Short exercise:
Copy the records word for word, from the line containing "point: white cloud" through the end of the records, leaving out the pictures.

Records provided:
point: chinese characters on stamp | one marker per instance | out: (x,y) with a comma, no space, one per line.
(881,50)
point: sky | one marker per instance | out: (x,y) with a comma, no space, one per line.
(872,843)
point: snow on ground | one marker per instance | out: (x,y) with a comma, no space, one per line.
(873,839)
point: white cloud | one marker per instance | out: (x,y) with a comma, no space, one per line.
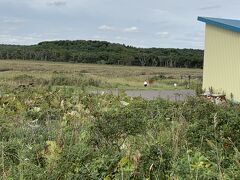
(57,3)
(132,29)
(106,28)
(162,34)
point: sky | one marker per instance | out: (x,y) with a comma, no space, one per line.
(139,23)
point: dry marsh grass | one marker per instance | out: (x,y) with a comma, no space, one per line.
(117,76)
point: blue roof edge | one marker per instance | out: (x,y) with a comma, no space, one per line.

Result below:
point: white cloud | one marker per instance | out: (x,y) with a comma, no space, one per line.
(57,3)
(132,29)
(106,28)
(162,34)
point: sky | one marker per instance | out: (x,y) with a comma, no space, one per line.
(139,23)
point: dry marsh grass | one marker per instance | out: (x,y) with a comma, no space, one per line.
(117,76)
point: blue roof edge | one marker per instance | out: (x,y) with a comma, no space, one per line.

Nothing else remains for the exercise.